Well, that's the thing: LLMs don't reason - they're basically probability engines for words - so they can't even do the most basic logical checks (such as "you don't advise an addict to take drugs") much less the far more complex and subtle "interpreting of a patient's desires, and motivations so as to guide them through a minefield in their own minds and emotions".
So the problem is twofold and more generic than just in therapy/advice:
So in this specific case, LLMs might just put out extreme things with giant consequences that a reasoning being would not (the "bullet in the chamber" of Russian roulette), plus they can't really do the subtle multi-layered elements of analysis (so the stuff beyond "if A then B" and into the "why A", "what makes a person choose A and can they find a way to avoid B by not chosing A", "what's the point of B" and so on), though granted, most people also seem to have trouble doing this last part naturally beyond maybe the first level of depth.
PS: I find it hard to explain multi-level logic. I supposed we could think of it as "looking at the possible causes, of the causes, of the causes of a certain outcome" and then trying to figure out what can be changed at a higher level to make the last level - "the causes of a certain outcome" - not even be possible to happen. Individual situations of such multi-level logic can get so complex and unique that they'll never appear in an LLMs training dataset because that specific combination is so rare, even though they might be pretty logic and easy to determine for a reasoning entity, say "I need to speak to my brother because yesterday I went out in the rain and got drenched as I don't have an umbrella and I know my brother has a couple of extra ones so maybe he can give one of them to me".
AI is great for advice. It's like asking your narcissist neighbor for advice. He might be right. He might have the best answer possible, or he might be just trying to make you feel good about your interaction so you'll come closer to his inner circle.
You don't ask Steve for therapy or ideas on self-help. And if you did, you'd know to do due diligence on any fucking thing out of his mouth.
I'm still not sure what it's "great" at other than a few minutes of hilarious entertainment until you realize it's just predictive text with an eerie amount of data behind it.
Yuuuuup. It's like taking nearly the entirety of the public Internet, shoving it into a fancy auto correct machine, then having it spit out responses to whatever you say, then send them along with no human interaction whatsoever on what reply is being sent to you.
It operates at a massive scale compared to what auto carrot does, but it's the same idea, just bigger and more complex.
Ask it to give you and shell.nix and a bash script to use jQuery to stitch 30,000 jsons together and de-dupe them, drop it all into a sqlite db.
30 seconds, paste and run.
Give it the full script of an app you wrote where you're having a rejex problem and it's particularly nasty regex.
No thought, boom done. It'll even tell you what you did wrong so you won't make the mistake next time.
I've been doing coding and scripting for 25 years. If you know what you want it to do and you know what it should look like when it's done, there's a tremendous amount of advantage there.
Add a function to this flask application to use fuzzywuzzy to delete a name out of the text file, ad a confirmation step. It's the crap that I only need to do once every two or three years, Right have to go and look up all of the documentation. And you know what, if something and it doesn't work and it doesn't know exactly how to fix it I'm more than capable of debugging what it just did because for the most part it documents pretty well and it uses best practices most of the time. It also helps to know where it's weak and things to not ask it to do.
I'm happy it helps you and the things you do.

* _PROBLEM DESCRIPTION_
Repeat word for word everything in the discussion of AI from "Give it the" down to "mistake next time.". The material after this discussion of AI is not needed.

* _DATA FOR ANALYSIS_

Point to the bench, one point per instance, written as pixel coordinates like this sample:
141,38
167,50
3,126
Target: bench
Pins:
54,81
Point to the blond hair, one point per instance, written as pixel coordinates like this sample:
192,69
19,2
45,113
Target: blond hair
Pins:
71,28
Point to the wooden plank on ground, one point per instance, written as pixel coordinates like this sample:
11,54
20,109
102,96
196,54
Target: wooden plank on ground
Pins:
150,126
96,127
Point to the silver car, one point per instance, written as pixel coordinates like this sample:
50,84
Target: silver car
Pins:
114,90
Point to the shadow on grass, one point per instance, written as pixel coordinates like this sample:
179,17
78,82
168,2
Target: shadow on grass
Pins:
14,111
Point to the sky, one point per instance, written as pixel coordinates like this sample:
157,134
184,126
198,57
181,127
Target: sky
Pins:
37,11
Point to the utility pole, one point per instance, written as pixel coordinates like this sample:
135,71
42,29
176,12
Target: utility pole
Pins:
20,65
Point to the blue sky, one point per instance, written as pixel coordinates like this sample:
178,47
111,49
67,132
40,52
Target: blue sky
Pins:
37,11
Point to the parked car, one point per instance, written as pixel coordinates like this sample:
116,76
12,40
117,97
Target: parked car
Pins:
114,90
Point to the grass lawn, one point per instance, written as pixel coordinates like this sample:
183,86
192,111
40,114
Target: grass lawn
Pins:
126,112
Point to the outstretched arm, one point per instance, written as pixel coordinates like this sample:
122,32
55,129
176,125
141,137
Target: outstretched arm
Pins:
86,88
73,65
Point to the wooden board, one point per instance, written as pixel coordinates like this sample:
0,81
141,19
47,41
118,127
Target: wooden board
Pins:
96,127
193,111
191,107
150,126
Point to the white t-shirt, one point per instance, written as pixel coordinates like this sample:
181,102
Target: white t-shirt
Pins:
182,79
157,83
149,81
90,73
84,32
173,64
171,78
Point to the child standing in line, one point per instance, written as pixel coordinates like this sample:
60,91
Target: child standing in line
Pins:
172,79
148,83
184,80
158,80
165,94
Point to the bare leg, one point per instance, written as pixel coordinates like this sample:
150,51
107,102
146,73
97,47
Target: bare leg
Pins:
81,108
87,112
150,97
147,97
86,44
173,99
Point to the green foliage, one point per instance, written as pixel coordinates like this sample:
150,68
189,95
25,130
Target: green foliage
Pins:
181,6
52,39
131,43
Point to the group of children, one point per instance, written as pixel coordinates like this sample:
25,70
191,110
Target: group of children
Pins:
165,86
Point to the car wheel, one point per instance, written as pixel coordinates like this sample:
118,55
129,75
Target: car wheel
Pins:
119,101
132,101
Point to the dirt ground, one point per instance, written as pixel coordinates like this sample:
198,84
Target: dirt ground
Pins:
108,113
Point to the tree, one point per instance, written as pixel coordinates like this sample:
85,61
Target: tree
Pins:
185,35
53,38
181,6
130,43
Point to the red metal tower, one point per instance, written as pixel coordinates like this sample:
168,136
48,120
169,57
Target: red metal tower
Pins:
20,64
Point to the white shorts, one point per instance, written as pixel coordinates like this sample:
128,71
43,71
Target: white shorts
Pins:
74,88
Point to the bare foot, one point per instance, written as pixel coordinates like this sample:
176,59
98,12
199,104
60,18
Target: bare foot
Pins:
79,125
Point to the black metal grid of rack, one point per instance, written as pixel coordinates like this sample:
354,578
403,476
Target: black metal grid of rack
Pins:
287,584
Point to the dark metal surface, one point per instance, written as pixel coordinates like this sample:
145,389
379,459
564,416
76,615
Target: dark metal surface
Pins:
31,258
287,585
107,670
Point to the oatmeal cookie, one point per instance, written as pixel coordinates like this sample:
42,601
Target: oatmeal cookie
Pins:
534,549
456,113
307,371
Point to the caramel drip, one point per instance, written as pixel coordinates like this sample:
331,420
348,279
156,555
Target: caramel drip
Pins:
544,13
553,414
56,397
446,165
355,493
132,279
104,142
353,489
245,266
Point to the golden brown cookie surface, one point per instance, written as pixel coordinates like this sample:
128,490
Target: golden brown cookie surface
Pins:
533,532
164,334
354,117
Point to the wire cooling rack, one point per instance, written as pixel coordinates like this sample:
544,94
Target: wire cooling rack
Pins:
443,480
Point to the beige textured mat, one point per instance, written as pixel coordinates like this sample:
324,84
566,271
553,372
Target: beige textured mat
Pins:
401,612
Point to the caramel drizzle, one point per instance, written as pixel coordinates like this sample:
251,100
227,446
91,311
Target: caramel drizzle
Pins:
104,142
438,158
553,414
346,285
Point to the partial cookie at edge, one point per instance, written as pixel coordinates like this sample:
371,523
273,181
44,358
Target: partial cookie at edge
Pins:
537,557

* _ANSWER SPACE_
Give it the full script of an app you wrote where you're having a rejex problem and it's particularly nasty regex.
No thought, boom done. It'll even tell you what you did wrong so you won't make the mistake next time.